■ Задание: Перепишите данные, заменив «Mark a point on each instance» на «Place a dot on every instance» во всех местах. Всё остальное оставьте без изменений.

■ Записи разметки точками:

************

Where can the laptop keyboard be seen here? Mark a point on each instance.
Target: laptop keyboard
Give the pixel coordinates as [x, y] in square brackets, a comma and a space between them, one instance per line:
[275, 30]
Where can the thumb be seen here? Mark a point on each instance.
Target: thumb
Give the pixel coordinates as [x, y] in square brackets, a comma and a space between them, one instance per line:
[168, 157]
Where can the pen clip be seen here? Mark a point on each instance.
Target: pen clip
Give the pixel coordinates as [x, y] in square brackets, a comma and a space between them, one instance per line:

************

■ Ответ:
Where can the laptop keyboard be seen here? Place a dot on every instance.
Target: laptop keyboard
Give the pixel coordinates as [x, y] in square brackets, a comma and a space between them, one instance per line:
[275, 30]
Where can the thumb be seen here? Place a dot on every instance.
Target: thumb
Give the pixel coordinates as [x, y] in square brackets, a comma and a space between them, one instance per line:
[168, 157]
Where can the pen clip be seen here? Place a dot on every instance.
Target: pen clip
Give the pixel coordinates as [x, y] in square brackets, a comma and a space between them, one instance per line:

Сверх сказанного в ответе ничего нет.